**Requirement**
Quote the listing below verbatim, line for line.

====================

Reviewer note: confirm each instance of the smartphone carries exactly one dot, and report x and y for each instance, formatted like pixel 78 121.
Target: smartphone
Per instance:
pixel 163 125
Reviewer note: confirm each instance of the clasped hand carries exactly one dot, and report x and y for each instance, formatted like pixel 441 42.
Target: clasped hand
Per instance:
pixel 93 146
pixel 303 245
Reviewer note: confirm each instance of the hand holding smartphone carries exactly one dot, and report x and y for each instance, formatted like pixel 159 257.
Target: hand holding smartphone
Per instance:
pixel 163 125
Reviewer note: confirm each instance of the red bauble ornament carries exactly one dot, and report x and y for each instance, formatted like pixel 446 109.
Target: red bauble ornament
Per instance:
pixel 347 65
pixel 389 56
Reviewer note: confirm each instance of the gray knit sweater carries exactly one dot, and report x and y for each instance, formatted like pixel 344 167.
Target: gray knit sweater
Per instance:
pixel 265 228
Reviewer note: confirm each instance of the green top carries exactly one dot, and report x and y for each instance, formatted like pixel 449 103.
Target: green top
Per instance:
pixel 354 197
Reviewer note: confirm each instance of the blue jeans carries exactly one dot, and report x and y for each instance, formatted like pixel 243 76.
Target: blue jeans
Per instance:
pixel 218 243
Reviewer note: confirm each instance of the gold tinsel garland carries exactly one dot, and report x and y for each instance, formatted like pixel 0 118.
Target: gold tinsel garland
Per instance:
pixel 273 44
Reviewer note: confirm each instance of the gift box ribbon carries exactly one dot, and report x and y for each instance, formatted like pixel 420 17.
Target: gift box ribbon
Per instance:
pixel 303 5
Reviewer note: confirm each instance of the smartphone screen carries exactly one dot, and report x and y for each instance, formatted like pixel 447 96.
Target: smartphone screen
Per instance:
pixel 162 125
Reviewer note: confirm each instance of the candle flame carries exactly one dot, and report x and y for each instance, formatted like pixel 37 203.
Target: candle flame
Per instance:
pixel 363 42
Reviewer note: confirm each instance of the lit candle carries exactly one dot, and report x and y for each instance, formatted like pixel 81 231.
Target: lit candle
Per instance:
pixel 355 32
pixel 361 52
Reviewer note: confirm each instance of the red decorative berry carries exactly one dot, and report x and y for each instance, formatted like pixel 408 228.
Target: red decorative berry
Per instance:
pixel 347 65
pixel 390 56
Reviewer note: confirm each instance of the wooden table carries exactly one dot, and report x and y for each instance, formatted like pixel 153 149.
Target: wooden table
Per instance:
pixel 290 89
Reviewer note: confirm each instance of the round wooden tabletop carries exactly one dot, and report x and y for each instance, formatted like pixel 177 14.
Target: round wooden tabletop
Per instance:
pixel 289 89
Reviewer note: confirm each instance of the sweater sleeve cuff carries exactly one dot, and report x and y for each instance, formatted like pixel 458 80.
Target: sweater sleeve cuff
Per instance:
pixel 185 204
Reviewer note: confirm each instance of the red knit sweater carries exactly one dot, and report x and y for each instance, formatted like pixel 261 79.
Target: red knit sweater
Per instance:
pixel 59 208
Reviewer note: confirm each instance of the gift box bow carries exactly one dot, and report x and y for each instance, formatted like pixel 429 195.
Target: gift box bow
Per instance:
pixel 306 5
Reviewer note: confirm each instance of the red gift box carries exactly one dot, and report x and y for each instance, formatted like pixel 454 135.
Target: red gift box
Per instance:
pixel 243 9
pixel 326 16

====================

**Response**
Reviewer note: confirm each instance of the smartphone carries exactly one dot, and report x and y for each instance, formatted like pixel 78 121.
Target: smartphone
Per instance:
pixel 163 125
Reviewer note: confirm each instance of the clasped hand carries exactly one dot, and report x and y for each instance, formatted like pixel 441 42.
Target: clasped hand
Per instance:
pixel 93 146
pixel 303 245
Reviewer note: confirm each instance of the hand holding smartphone carries exactly one dot, and report x and y for each instance, formatted like pixel 159 257.
Target: hand holding smartphone
Per instance:
pixel 163 125
Reviewer note: confirm each instance of the red bauble ornament carries exactly one dot, and report x and y for each instance, formatted like pixel 446 109.
Target: red bauble ornament
Per instance:
pixel 347 65
pixel 389 56
Reviewer note: confirm each instance of the gray knit sweater carries exactly one dot, and report x and y for each instance, formatted like pixel 344 167.
Target: gray knit sweater
Per instance:
pixel 265 228
Reviewer note: confirm each instance of the green top carries exactly one dot, and report x and y for each instance, formatted like pixel 449 103.
Target: green top
Per instance:
pixel 354 197
Reviewer note: confirm each instance of the blue jeans carries exactly one dot, and report x and y for each instance, formatted like pixel 243 76.
Target: blue jeans
Per instance:
pixel 218 243
Reviewer note: confirm each instance of the gold tinsel garland carries exactly one dot, and report x and y for each instance, formatted like pixel 0 118.
Target: gold tinsel garland
Per instance:
pixel 273 44
Reviewer note: confirm each instance of the gift box ribbon carries exactly one dot, and report x and y for each instance, formatted like pixel 420 17.
Target: gift box ribbon
Per instance:
pixel 303 5
Reviewer note: confirm each instance of the smartphone screen carries exactly one dot, and report x and y for each instance, formatted like pixel 447 96.
Target: smartphone screen
Per instance:
pixel 162 125
Reviewer note: confirm each instance of the candle flame carries exactly one dot, and report x and y for each instance, formatted like pixel 37 203.
Target: candle flame
Per instance:
pixel 363 42
Reviewer note: confirm each instance of the lit candle carries exactly one dot, and report x and y for each instance, formatted like pixel 81 231.
Target: lit candle
Per instance:
pixel 355 32
pixel 361 52
Reviewer note: confirm each instance of the red decorative berry carries exactly one dot, and report x and y for each instance, formatted like pixel 408 228.
Target: red decorative berry
Per instance:
pixel 347 65
pixel 390 56
Reviewer note: confirm each instance of the wooden table carries exactly one dot, and report x and y for each instance, formatted like pixel 153 149.
Target: wooden table
Per instance:
pixel 290 89
Reviewer note: confirm each instance of the round wooden tabletop carries exactly one dot, and report x and y for each instance, formatted like pixel 177 14.
Target: round wooden tabletop
Per instance:
pixel 289 89
Reviewer note: confirm each instance of the sweater sleeve cuff carries exactly one dot, and report x and y for each instance, formatted like pixel 458 80.
Target: sweater sleeve cuff
Per instance:
pixel 185 204
Reviewer note: confirm each instance of the red knit sweater carries exactly one dot, and report x and y for each instance, formatted like pixel 261 79.
Target: red knit sweater
Per instance:
pixel 59 208
Reviewer note: confirm each instance of the gift box bow carries exactly one dot, and report x and y for each instance, formatted like pixel 429 195.
Target: gift box bow
Per instance:
pixel 306 5
Reviewer note: confirm each instance of the red gift box carries exactly one dot, and report x and y for each instance, formatted like pixel 454 135.
Target: red gift box
Per instance:
pixel 243 9
pixel 326 16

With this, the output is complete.